**Work to do**
Render every line of the material below as a Markdown table with two columns, Row and Line, skipping blank lines. Leave the pictures out.
------
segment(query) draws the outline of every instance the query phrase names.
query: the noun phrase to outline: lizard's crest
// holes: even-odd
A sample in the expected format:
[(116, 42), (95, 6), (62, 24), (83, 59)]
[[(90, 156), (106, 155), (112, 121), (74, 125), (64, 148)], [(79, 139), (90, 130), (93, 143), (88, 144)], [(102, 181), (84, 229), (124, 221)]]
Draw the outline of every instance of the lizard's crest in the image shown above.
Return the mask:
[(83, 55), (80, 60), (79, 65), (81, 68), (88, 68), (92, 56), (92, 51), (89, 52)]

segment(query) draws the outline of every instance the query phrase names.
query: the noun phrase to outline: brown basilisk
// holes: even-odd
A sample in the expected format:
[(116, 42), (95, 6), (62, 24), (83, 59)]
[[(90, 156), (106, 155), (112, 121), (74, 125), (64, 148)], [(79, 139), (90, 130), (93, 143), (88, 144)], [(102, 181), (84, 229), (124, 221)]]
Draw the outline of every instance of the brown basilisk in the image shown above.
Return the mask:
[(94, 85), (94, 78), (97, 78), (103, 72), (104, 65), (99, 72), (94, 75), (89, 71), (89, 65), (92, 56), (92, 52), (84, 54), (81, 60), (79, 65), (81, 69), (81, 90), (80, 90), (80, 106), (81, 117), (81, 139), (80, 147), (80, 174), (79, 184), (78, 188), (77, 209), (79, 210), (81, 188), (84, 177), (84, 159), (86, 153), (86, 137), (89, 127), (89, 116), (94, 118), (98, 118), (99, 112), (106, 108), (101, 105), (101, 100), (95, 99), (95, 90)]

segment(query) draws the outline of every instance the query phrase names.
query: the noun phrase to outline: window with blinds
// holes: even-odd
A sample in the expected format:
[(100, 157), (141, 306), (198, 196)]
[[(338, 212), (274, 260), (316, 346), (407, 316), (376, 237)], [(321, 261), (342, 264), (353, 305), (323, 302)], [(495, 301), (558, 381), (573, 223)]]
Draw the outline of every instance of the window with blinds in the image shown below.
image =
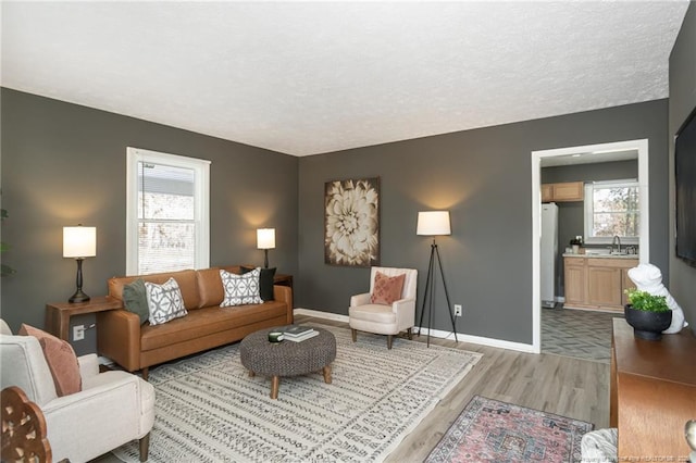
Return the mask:
[(207, 267), (210, 163), (128, 150), (128, 274)]
[(639, 238), (639, 198), (636, 180), (595, 182), (585, 185), (585, 241), (609, 243), (614, 236), (621, 242), (637, 245)]

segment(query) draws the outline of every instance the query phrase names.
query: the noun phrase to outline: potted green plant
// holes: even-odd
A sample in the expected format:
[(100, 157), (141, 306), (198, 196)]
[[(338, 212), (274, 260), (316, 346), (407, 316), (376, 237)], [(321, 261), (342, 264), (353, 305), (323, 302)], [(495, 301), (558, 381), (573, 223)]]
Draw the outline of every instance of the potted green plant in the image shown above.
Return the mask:
[(624, 308), (626, 323), (633, 326), (636, 338), (659, 340), (662, 331), (672, 323), (672, 311), (664, 296), (654, 296), (647, 291), (626, 289), (629, 303)]

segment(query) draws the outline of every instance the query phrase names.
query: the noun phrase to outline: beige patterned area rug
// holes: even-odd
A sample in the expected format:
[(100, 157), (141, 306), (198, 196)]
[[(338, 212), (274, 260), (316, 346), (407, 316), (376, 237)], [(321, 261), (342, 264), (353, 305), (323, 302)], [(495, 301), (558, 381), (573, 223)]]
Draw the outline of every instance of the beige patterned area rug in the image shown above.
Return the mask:
[[(249, 377), (239, 343), (153, 368), (150, 462), (380, 462), (481, 359), (480, 353), (326, 327), (333, 383)], [(113, 451), (138, 462), (137, 441)]]

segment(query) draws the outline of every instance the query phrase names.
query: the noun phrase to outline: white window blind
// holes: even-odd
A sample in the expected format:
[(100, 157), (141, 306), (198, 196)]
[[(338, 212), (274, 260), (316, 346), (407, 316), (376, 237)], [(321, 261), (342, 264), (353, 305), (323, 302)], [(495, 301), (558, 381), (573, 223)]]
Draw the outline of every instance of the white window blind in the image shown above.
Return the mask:
[(585, 185), (585, 241), (637, 243), (639, 237), (639, 196), (635, 180), (595, 182)]
[(128, 274), (208, 266), (209, 164), (128, 148)]

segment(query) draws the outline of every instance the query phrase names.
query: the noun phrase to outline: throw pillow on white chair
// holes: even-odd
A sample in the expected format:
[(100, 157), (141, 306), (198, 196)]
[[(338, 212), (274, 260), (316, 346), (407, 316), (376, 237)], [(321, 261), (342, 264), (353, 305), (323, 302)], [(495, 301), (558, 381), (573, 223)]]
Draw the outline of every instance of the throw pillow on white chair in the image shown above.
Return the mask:
[(82, 390), (60, 397), (39, 340), (12, 335), (0, 320), (0, 386), (20, 387), (41, 409), (53, 461), (86, 462), (134, 439), (146, 461), (154, 423), (152, 385), (122, 371), (99, 373), (94, 353), (76, 360)]
[[(401, 287), (395, 292), (401, 279)], [(418, 271), (414, 268), (372, 267), (370, 292), (350, 298), (348, 318), (353, 342), (358, 330), (386, 335), (388, 349), (391, 349), (394, 336), (403, 330), (411, 339), (411, 328), (415, 325), (417, 285)]]

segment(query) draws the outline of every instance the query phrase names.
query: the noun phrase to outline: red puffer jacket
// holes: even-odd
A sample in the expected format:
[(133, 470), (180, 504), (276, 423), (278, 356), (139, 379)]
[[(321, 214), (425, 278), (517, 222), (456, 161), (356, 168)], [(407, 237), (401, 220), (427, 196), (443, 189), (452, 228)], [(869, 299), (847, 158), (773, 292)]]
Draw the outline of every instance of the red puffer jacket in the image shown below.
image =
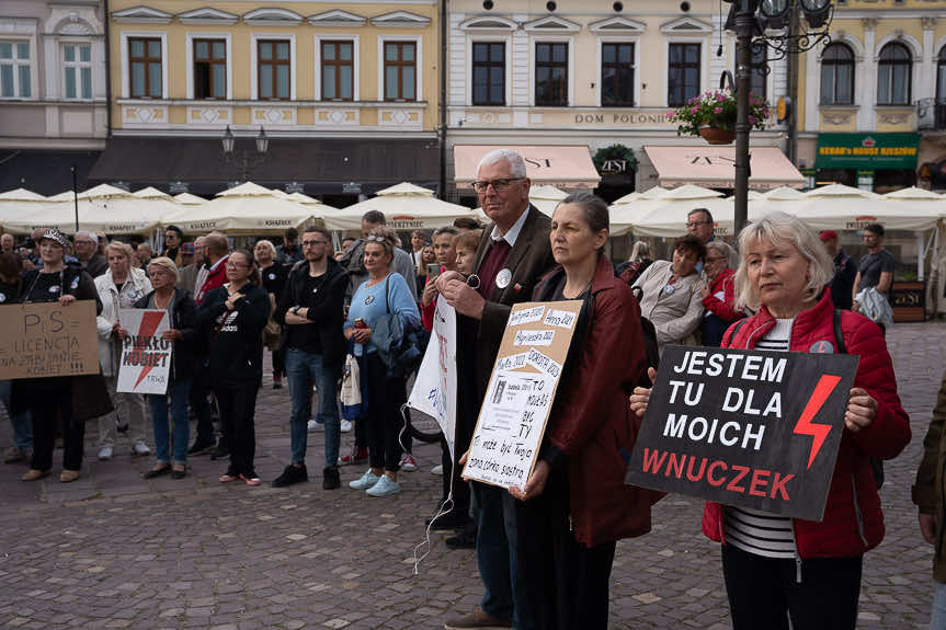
------
**Exercise output**
| Row | Line |
|---|---|
| 1 | segment(query) draws the outline of every instance the query phrase names. |
| 2 | query: the noun phrase to outline: lizard's crest |
| 3 | // holes: even-odd |
| 4 | A sample in the expected format: |
| 5 | [(116, 42), (95, 6), (62, 24), (83, 59)] |
| 6 | [[(90, 156), (106, 155), (112, 121), (74, 125), (64, 148)], [(79, 139), (90, 130), (93, 143), (88, 144)], [(102, 181), (84, 229), (124, 221)]] |
| 7 | Draw the outline of every instance of the lizard's crest in the image shown above. |
| 8 | Return the mask: |
| 9 | [(83, 55), (80, 60), (79, 65), (81, 68), (88, 68), (92, 56), (92, 51), (89, 52)] |
| 10 | segment(query) draws the outline of every instance the query phrase names. |
| 11 | query: the noun phrase to outline: brown basilisk |
| 12 | // holes: even-odd |
| 13 | A sample in the expected format: |
| 14 | [(116, 42), (95, 6), (62, 24), (83, 59)] |
| 15 | [[(90, 156), (106, 155), (112, 121), (74, 125), (64, 148)], [(79, 139), (90, 130), (93, 143), (88, 144)], [(102, 181), (84, 229), (124, 221)]] |
| 16 | Draw the outline of every instance of the brown basilisk in the image shown above. |
| 17 | Return the mask: |
| 18 | [(94, 85), (94, 78), (97, 78), (103, 72), (104, 65), (99, 72), (94, 75), (89, 71), (89, 65), (92, 56), (92, 52), (84, 54), (81, 60), (79, 65), (81, 69), (81, 90), (80, 90), (80, 106), (81, 117), (81, 139), (80, 147), (80, 174), (79, 184), (78, 188), (77, 209), (79, 210), (81, 188), (84, 177), (84, 159), (86, 153), (86, 137), (89, 127), (89, 116), (94, 118), (98, 118), (99, 112), (106, 108), (101, 105), (101, 100), (95, 99), (95, 90)] |
| 19 | segment(query) draws the outline of every instance the query phrase names. |
| 20 | query: the noun phrase to outline: window with blinds |
| 21 | // holes: even-odd |
| 22 | A sample in the expected format: |
| 23 | [(100, 157), (141, 306), (198, 196)] |
| 24 | [[(338, 212), (274, 260), (316, 346), (407, 316), (376, 237)], [(321, 261), (342, 264), (353, 305), (323, 302)], [(495, 301), (558, 381), (573, 223)]] |
| 25 | Draw the outline of every instance of the window with blinds in the image shown below. |
| 26 | image = |
| 27 | Return the mask: |
| 28 | [(207, 267), (210, 163), (128, 150), (128, 274)] |
| 29 | [(639, 238), (639, 198), (636, 180), (595, 182), (585, 185), (585, 241), (609, 243), (614, 236), (621, 242), (637, 245)] |
| 30 | segment(query) draws the outline of every instance the query phrase names. |
| 31 | query: the noun phrase to outline: potted green plant |
| 32 | // holes: even-odd |
| 33 | A sample in the expected format: |
| 34 | [(100, 157), (141, 306), (198, 196)] |
| 35 | [[(338, 212), (274, 260), (316, 346), (407, 316), (376, 237)], [(321, 261), (342, 264), (353, 305), (323, 302)], [(495, 301), (558, 381), (573, 223)]] |
| 36 | Draw the outline of every instance of the potted green plant in the image shown above. |
| 37 | Return the mask: |
| 38 | [(624, 308), (626, 323), (633, 326), (636, 338), (659, 340), (662, 331), (672, 323), (672, 311), (664, 296), (654, 296), (647, 291), (626, 289), (629, 303)] |
| 39 | segment(query) draws the outline of every instance the query phrase names. |
| 40 | query: the noun phrase to outline: beige patterned area rug |
| 41 | // holes: even-odd |
| 42 | A sample in the expected format: |
| 43 | [(100, 157), (141, 306), (198, 196)] |
| 44 | [[(338, 212), (274, 260), (316, 346), (407, 316), (376, 237)], [(321, 261), (342, 264), (353, 305), (323, 302)], [(495, 301), (558, 381), (573, 223)]] |
| 45 | Draw the outline of every instance of the beige patterned area rug in the image shown above. |
| 46 | Return the mask: |
| 47 | [[(249, 377), (239, 343), (153, 368), (150, 462), (380, 462), (481, 359), (480, 353), (326, 327), (333, 383)], [(113, 451), (138, 462), (137, 441)]] |
| 48 | segment(query) draws the outline of every instance the query phrase names. |
| 49 | query: the noun phrase to outline: white window blind |
| 50 | // holes: even-odd |
| 51 | A sample in the expected format: |
| 52 | [(100, 157), (141, 306), (198, 196)] |
| 53 | [[(338, 212), (274, 260), (316, 346), (407, 316), (376, 237)], [(321, 261), (342, 264), (353, 305), (323, 302)], [(495, 301), (558, 381), (573, 223)]] |
| 54 | Draw the outline of every instance of the white window blind in the image shown above. |
| 55 | Return the mask: |
| 56 | [(585, 185), (585, 241), (637, 243), (639, 237), (639, 196), (635, 180), (595, 182)] |
| 57 | [(128, 274), (208, 266), (209, 164), (128, 148)] |
| 58 | segment(query) draws the outline of every instance the query phrase names. |
| 59 | query: the noun phrase to outline: throw pillow on white chair |
| 60 | // holes: even-odd |
| 61 | A sample in the expected format: |
| 62 | [(100, 157), (141, 306), (198, 196)] |
| 63 | [[(338, 212), (274, 260), (316, 346), (407, 316), (376, 237)], [(321, 261), (342, 264), (353, 305), (323, 302)], [(495, 301), (558, 381), (573, 223)]] |
| 64 | Draw the outline of every instance of the throw pillow on white chair in the image shown above. |
| 65 | Return the mask: |
| 66 | [(82, 390), (60, 397), (39, 340), (12, 335), (0, 320), (0, 386), (20, 387), (41, 409), (53, 461), (86, 462), (134, 439), (146, 461), (154, 423), (152, 385), (122, 371), (99, 373), (94, 353), (76, 360)] |
| 67 | [[(401, 287), (395, 292), (401, 279)], [(418, 271), (414, 268), (372, 267), (370, 292), (350, 298), (348, 318), (353, 342), (358, 330), (386, 335), (388, 349), (391, 349), (394, 336), (403, 330), (411, 339), (411, 328), (415, 325), (417, 285)]] |
| 68 | segment(query) draws the outline of every instance the query phrase names. |
| 69 | query: the noun phrase to outline: red puffer jacket |
| 70 | // holes: even-odd |
| 71 | A sample in the expected format: |
| 72 | [(133, 470), (180, 504), (276, 423), (278, 356), (139, 379)] |
| 73 | [[(321, 214), (425, 278), (517, 222), (456, 161), (356, 168)], [(407, 237), (401, 220), (427, 196), (443, 189), (452, 228)], [(869, 299), (847, 158), (773, 292)]] |
| 74 | Draw the outline of every instance of the red puffer jacket in the image shown below. |
| 75 | image = |